Your assignment
Restate all data exactly. No images.

******************************

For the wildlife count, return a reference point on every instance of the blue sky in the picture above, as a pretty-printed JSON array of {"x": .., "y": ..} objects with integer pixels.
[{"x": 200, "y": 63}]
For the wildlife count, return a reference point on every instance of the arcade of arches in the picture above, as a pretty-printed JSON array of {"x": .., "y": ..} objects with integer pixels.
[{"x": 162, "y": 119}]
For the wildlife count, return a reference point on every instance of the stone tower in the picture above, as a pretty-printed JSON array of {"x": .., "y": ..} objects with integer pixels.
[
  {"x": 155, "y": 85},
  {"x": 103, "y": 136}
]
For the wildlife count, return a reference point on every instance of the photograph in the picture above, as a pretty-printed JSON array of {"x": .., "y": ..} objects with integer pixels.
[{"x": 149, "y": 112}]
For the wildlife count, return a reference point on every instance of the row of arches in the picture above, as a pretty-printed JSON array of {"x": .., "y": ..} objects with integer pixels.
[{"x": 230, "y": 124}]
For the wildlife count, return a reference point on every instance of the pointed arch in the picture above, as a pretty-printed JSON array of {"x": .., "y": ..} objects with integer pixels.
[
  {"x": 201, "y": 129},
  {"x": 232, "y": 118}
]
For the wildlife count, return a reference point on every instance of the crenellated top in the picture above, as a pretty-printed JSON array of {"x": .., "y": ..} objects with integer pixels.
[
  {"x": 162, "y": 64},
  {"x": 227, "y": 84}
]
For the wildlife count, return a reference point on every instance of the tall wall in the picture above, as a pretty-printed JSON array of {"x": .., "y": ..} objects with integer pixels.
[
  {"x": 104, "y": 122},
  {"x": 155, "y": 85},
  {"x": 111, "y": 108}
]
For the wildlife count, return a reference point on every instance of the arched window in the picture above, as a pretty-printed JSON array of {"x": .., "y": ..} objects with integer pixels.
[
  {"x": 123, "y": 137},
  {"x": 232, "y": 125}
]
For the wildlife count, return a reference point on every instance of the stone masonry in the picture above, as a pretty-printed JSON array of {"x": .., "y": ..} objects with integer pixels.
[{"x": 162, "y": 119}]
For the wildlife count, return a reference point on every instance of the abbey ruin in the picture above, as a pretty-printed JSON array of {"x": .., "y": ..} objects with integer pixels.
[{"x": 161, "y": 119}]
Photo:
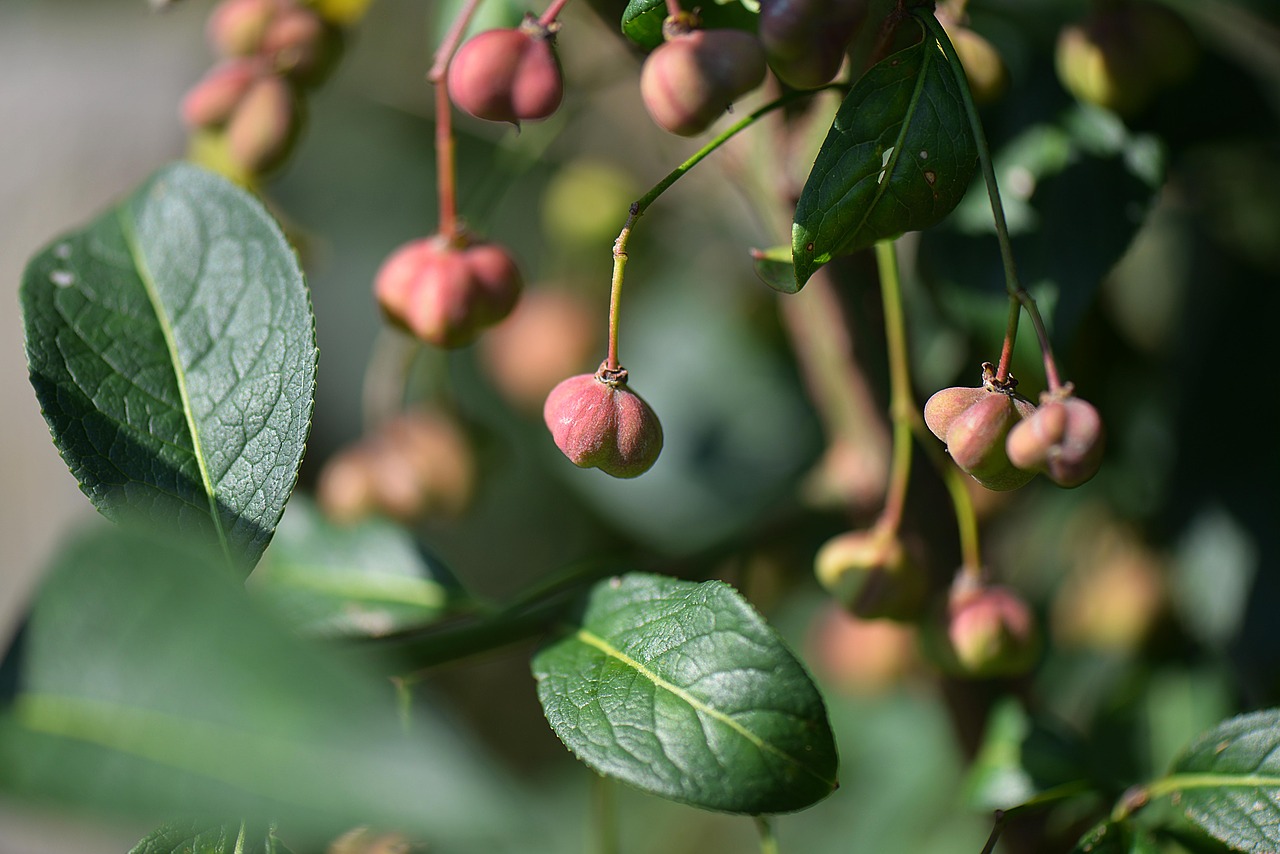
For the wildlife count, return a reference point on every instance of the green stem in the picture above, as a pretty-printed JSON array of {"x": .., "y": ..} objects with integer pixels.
[
  {"x": 768, "y": 839},
  {"x": 901, "y": 403},
  {"x": 1018, "y": 295},
  {"x": 604, "y": 808},
  {"x": 641, "y": 205}
]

******************************

Response to the task
For the wildlife count, return a reference point on every instance of the blue sky in the picture above, as a pretty-printed JSON array of {"x": .., "y": ..} objects with integer pixels.
[{"x": 200, "y": 63}]
For the wildlife count, return a reference point on every instance of the arcade of arches in the picture above, as a pretty-printed JSON array of {"x": .., "y": ..} objects with integer pixels.
[{"x": 162, "y": 119}]
For the wildlife count, return a reference point on every instance of the stone tower in the picture above, as a pretty-printed JSON array of {"x": .., "y": ..} objects with integer pixels.
[
  {"x": 155, "y": 85},
  {"x": 103, "y": 136}
]
For the wildlife count, return a reference point on every instance of the photograph in the picture above, as a pretty-printed JSON array of {"x": .., "y": ..} objects with integer pixels.
[{"x": 149, "y": 112}]
For the wildlife count, return a reference point on every instance of the row of arches in the picture above, as a pretty-printed JSON array of {"x": .., "y": ..} objects with integer pixels.
[{"x": 230, "y": 124}]
For the wildlife count, return a reference point on every instance of the pointed arch in the picture above, as a pretty-printed JSON array of {"x": .., "y": ..} objects with integer pixels.
[
  {"x": 201, "y": 129},
  {"x": 232, "y": 118}
]
For the wildlife count, return a reference point on every instance of the crenellated top in the picture above, as a pretty-printed JSON array of {"x": .., "y": ..} objects with integer pixels.
[
  {"x": 162, "y": 64},
  {"x": 227, "y": 84}
]
For the wildlife count, return a reference point on every instance of the tall wall in the picture above, as a pretty-printed JSON array of {"x": .., "y": ..} objects with integer pixels.
[
  {"x": 104, "y": 122},
  {"x": 155, "y": 85},
  {"x": 111, "y": 108}
]
For the wildlife count, return a reference point on every instance of the arched window in the picture above, as a pretty-printed JSON array of {"x": .., "y": ..} objects with integer pixels.
[
  {"x": 123, "y": 137},
  {"x": 232, "y": 125}
]
For the wildlife count, return a reference point on every instance of the stone masonry in the picture above, as a pretty-printed JSON array of {"x": .., "y": ..} objects with integer pixels.
[{"x": 162, "y": 119}]
For the wildlife count, return a reference point on every instance of the abbey ruin in the picture above, as a pretty-printed JSON array of {"x": .., "y": ..} objects with integer pixels.
[{"x": 161, "y": 119}]
Photo:
For the wildlife count, return a reference point on every instance of the green stem in the picture above, as a pretty-printed JSON array of {"x": .., "y": ..} objects with integer pixels.
[
  {"x": 768, "y": 839},
  {"x": 901, "y": 403},
  {"x": 1018, "y": 295},
  {"x": 604, "y": 808},
  {"x": 641, "y": 205}
]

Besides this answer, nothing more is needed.